### Material for the task
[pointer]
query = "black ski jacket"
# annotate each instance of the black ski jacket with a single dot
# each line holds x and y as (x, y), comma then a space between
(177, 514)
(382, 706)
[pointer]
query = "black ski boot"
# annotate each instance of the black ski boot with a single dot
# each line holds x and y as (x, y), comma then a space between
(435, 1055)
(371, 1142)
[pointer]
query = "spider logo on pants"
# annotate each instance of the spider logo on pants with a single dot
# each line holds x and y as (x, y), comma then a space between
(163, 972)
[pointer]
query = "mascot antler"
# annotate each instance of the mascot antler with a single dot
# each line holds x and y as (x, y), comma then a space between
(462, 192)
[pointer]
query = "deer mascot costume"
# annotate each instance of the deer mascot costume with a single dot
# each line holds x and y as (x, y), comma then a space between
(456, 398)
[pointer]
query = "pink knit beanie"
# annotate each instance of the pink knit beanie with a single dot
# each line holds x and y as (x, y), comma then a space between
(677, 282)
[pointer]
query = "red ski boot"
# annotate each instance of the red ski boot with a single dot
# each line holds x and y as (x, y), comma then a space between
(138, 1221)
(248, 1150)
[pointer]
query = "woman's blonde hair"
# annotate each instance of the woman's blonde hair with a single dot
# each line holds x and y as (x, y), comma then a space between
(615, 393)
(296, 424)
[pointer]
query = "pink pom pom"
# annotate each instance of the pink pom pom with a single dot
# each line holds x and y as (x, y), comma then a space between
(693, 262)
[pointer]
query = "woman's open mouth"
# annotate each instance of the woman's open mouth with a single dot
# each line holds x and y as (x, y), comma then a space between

### Goal
Reproduce the records line for line, starting at the very first line and ending at the line that contains "(371, 1142)", with both of those lines included.

### Exercise output
[pointer]
query = "black ski jacket"
# annotate each instance of the black ski jacket with a single dot
# each line holds x and y as (x, y), comma then a space between
(177, 514)
(382, 706)
[pointer]
query = "black ski boot"
# annotate each instance of the black ski boot with a single dot
# each line holds x and y as (x, y), comma then a space between
(435, 1055)
(371, 1142)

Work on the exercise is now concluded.